- [Quoted text]:
Hello Hackers,

  Reviving an old thread on simplifying the bootstrap process.

  I'm a developer from the GPDB / HAWQ side of the world where we did some
work a while back to enable catalog definition via SQL files and we have
found it valuable from a dev perspective.  The mechanism currently in those
products is a bit.. convoluted where SQL is processed in perl to create the
existing DATA statements, which are then processed as they are today in
Postgres... I wouldn't suggest this route, but having worked with both the
DATA mechanism and the SQL based one I've certainly found SQL to be a more
convenient way of interacting with the catalog.

  I'd propose:
     - Keep enough of the existing bootstrap mechanism functional to get a
small tidy core, essentially you need enough of pg_type, pg_proc, pg_class,
pg_attribute to support the 25 types used by catalog tables and most
everything else can be moved into SQL processing like how system_views.sql
is handled today.

  The above was largely proposed back in March and rejected based on
concerns that

  1. initdb would be slower.
  2. It would introduce too much special purpose bootstrap cruft into the
  3. Editing SQL commands is not comfortable in bulk

On 1.

I have a prototype that handles about 1000 functions (all the functions in
pg_proc.h that are not used by other catalog tables, e.g. pg_type,
pg_language, pg_range, pg_aggregate, window functions, pg_ts_parser, etc).

All of initdb can be processed in 1.53s. This compares to 1.37s with the
current bootstrap approach.  So yes, this is slower, but not 'noticeably
slower' - I certainly didn't notice the 0.16s until I saw the concern and
then timed it.

On 2.

So far the amount of cruft has been:
  - Enabling adding functions with specific OIDs when creating functions.
    1 line changes in pg_aggregate.c, proclang.c, typecmds.c
    about dozen lines of code in functioncmds.c
    3 lines changed in pg_proc.c
  - Update the fmgr_internal_validator for builtin functions while the
catalog is mutable
    3 lines changed in pg_proc.c
  - Update how the builtin function cache is built
    Some significant work in fmgr.c that honestly still needs cleanup
before it would be ready to propose as a patch that would be worthy of
  - Update how builtin functions are resolved outside of bootstrap
    Minor updates to dynloader for lookup of symbols within the current
executable, so far I've only done darwin.c for my prototype, this would
need to be extended to the other ports.

- [Tasks for this exercise]:
(a) Put this sentence from the post on simplifying the bootstrap process into Spanish: "All of initdb can be processed in 1.53s."
(b) Write the next part of the post on simplifying the bootstrap process, carrying on from its last sentence.
You won't need the records for anything here.

- [Information shown]:

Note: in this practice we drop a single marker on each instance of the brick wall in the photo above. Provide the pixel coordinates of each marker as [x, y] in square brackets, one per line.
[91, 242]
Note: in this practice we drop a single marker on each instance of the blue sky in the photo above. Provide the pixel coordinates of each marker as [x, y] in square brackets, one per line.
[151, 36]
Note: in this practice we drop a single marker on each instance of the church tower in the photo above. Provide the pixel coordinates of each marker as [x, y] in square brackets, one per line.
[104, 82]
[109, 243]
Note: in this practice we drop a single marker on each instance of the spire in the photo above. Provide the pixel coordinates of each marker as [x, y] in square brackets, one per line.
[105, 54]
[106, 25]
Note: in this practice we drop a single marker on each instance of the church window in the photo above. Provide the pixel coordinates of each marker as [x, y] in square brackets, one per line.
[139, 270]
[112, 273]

- [Answers]:
(a) Todo initdb se puede procesar en 1,53 s.

(b)
  - Initializitation of the builtin cache
    2 line change in postinit.c
  - Addition of a stage in initdb to process the sql directives similar in
scope to the processing of system_views.sql.

No changes needed in the parser, planner, etc.  My assessment is that this
worry is not a major concern in practice with the right implementation.

On 3.

Having worked with both SQL and bki DATA directives I have personally found
the convenience of SQL outweighs the pain.  In many cases changes, such as
adding a new column to pg_proc, have minimal impact on the SQL
representation and what changes are needed are often simple to implement.
E.g. accounting for COST only needs to be done for the functions that need
something other than the default value.  This however is somewhat

On the Pros side:

  a. Debugging bootstrap is extremely painful, debugging once initdb has
gotten to 'postgres --single' is way easier.

  b. It is easier to introduce minor issues with DATA directives than it is
when using the SQL processing used for all other user objects.

   Example: currently in Postgres all builtin functions default to COST 1,
and all SQL functions default to cost 100. However the following SQL
functions included in bootstrap inexplicably are initialized with a COST of
   age(timestamp with time zone)
   age(timestamp without time zone)
   date_part(text, abstime)
   date_part(text, reltime)
   date_part(text, date)
   ... and 26 other examples

  c. SQL files are significantly less of a PITA (subjective opinion, but I
can say this from a perspective of experience working with both DATA
directives and SQL driven catalog definition).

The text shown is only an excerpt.